__Directions__:
(1) Reproduce verbatim the stretch of the news report on the disputed Buddhist statue from "The villagers originally" through "in the Netherlands.".
(2) Extend the news report on the court ruling over the Zhang Gong Patriarch statue, beginning after its final sentence.

─── Document segment

The provincial High People’s Court in Fujian, China, announced on Tuesday that it would uphold a lower court’s order that Dutch art collector Oscar van Overeem return to China a Buddhist statue that he claims to have bought in 1996. The previous ruling, made in 2020, held that residents of the villages of Yangchun and Dongpu in Fujian had a legal right to demand the return of the Zhang Gong Patriarch—a Buddhist statue containing the mummified remains of a famous monk—which had been in a local temple for approximately 1,000 years before it disappeared in December 1995.
The villagers allege that the statue had been kept on display at Puzhao Temple in Sanming, Fujian. Van Overeem claims to have purchased the sculpture legally in Hong Kong in 1996, but has no receipt for the purchase. The statue then disappeared from public view until it resurfaced in 2015, and was recognized in a display at the Mummy World Exhibition in a Budapest museum.
Lin Kaian, a resident of Yangchun who was present in court at the time of the ruling, said: “I’m glad to hear the high court ruled in favor of us demanding the return of the statue. We respect the verdict, and we hope the statue will be back with us as soon as possible.” Lin continued: “If the statue returns, we’ll still enshrine it in the temple and welcome others, including foreigners like Oscar van Overeem, to visit it.” (ECNS)
The villagers originally filed the suit in 2018, after negotiations for the return of the statue broke down. They cited a Dutch law prohibiting the ownership of the body of a known person in order to open a suit in the Netherlands.
Yangchun village spokesman Lin Wen Qing said: “We grew up with the statue. He was there day and night. He is our spiritual leader. For us, it is the most important thing to have him back.” (The Guardian)
A Dutch court earlier dismissed the lawsuit, stating that the the villagers did not have standing to make their claim.
The challenge now will be implementing the Chinese court’s ruling in Europe. Song Jingyi, a civil lawyer from Jingsh Law Firm in Beijing, stated that the Chinese authorities could appeal to the principle of reciprocity in asking Dutch officials to enforce the court’s verdict.

──────
─── Listed entries

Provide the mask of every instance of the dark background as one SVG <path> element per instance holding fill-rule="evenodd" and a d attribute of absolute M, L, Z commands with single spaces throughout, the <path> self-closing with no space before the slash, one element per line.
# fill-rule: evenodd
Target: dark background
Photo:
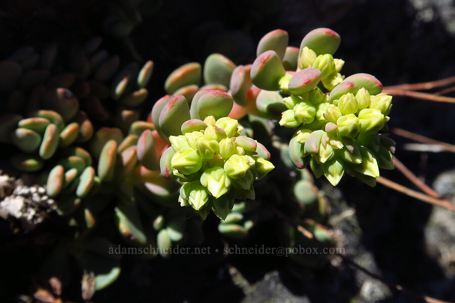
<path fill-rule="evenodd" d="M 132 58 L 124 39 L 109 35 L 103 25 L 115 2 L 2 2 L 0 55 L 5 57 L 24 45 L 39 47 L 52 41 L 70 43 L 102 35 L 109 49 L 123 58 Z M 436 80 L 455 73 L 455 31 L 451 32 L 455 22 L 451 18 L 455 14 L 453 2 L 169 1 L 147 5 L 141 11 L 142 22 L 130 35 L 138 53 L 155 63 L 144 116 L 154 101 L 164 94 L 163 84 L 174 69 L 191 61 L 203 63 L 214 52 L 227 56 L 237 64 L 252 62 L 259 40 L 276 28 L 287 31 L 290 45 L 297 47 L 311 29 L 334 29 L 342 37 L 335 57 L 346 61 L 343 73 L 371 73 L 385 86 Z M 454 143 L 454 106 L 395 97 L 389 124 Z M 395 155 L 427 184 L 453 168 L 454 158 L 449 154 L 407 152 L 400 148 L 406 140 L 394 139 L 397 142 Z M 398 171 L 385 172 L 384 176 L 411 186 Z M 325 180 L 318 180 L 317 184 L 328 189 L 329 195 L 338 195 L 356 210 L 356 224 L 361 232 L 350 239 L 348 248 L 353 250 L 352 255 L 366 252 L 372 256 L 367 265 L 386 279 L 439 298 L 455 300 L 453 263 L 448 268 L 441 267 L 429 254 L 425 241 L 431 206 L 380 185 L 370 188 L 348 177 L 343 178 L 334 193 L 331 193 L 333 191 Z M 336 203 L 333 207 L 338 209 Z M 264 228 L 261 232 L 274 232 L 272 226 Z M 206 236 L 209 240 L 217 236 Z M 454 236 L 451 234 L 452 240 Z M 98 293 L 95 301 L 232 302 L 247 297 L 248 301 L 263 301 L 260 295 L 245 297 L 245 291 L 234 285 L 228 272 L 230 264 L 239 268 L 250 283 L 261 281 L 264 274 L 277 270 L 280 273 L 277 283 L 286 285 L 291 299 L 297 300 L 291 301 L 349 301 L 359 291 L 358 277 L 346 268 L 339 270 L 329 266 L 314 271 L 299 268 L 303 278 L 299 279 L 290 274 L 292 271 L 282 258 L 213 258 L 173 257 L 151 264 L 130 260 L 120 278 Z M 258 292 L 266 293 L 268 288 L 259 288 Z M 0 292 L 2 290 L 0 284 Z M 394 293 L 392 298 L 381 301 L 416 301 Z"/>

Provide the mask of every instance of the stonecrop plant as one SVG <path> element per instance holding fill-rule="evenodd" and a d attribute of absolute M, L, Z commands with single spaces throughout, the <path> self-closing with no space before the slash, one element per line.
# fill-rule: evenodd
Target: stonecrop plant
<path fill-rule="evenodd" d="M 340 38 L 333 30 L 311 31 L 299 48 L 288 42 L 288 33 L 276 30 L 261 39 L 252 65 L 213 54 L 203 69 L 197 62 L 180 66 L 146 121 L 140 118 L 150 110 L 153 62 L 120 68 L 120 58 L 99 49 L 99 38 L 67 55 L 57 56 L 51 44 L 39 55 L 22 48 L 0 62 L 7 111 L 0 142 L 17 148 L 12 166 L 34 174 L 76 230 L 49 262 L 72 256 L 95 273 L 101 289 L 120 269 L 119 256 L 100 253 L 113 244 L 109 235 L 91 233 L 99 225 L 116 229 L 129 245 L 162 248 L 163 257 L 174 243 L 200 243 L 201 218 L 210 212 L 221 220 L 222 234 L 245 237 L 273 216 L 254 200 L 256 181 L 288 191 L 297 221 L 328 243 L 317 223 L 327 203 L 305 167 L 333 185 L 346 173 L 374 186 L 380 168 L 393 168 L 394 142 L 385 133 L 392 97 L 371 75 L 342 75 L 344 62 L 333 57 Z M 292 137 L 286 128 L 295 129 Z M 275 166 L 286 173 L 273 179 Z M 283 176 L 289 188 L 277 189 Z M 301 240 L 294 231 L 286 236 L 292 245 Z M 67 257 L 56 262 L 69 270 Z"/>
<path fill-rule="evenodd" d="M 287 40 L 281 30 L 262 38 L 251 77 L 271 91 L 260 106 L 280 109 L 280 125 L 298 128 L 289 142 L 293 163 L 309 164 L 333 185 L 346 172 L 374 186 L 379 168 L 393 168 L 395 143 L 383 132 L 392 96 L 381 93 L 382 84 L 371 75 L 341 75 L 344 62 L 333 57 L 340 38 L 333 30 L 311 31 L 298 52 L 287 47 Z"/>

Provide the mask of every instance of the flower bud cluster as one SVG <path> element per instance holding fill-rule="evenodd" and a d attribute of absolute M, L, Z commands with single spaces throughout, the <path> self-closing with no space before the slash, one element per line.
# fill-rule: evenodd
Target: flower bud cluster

──────

__Answers for this exercise__:
(1)
The villagers originally filed the suit in 2018, after negotiations for the return of the statue broke down. They cited a Dutch law prohibiting the ownership of the body of a known person in order to open a suit in the Netherlands.

(2)
“Implementing the ruling, I think, will take some time and may even be difficult as China and the Netherlands haven’t yet mutually recognized the agreement on judicial adjudication so far,” Song said. “But the recovery of lost cultural relics from overseas through judicial procedures is significant because it opens a legal way of recovering such relics and also shows our country’s determination to protect the relics.” (ECNS)
If successful, the case could open the door for the return of other important cultural relics that have been smuggled out of China and other countries.
China Cultural Relics Academy member Liu Zheng described the villager’s claim as “comprehensive” and “credible.” (Global Times) Liu noted that China had joined the UNIDROIT Convention on Stolen or Illegally Exported Cultural Objects, which aims to prevent the illegal trading of cultural relics by using international laws and regulations to ensure the return of stolen objects.
The monk whose body is encased within the statue is Zhanggong Zushi, originally named Zhang Qisan, a Buddhist monk during China’s Song dynasty (960–1279). The practice of gilding and preserving respected monks—rare throughout Buddhist history—has led to the creation of highly revered religious objects.
Dutch collector ordered to return Buddha statue (ECNS)
‘Our spiritual leader’: Chinese villagers appeal for return of 1,000-year-old monk (The Guardian)
Chinese court orders Dutch collector to return smuggled 1,000-year-old mummified Buddha statue (Global Times)
Chinese court tells Dutch collector to return Buddha statue (The Seattle Times)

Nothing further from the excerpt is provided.